- Exercise directions
Print the complete set of entries exactly.

--- START Items ---

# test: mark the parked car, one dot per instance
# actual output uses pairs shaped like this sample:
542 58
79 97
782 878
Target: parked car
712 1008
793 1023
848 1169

--- END Items ---

- Reply to the task
# test: mark the parked car, one dot per instance
# actual output uses pairs shaped like this sample:
542 58
79 97
782 878
Target: parked car
712 1008
793 1023
848 1169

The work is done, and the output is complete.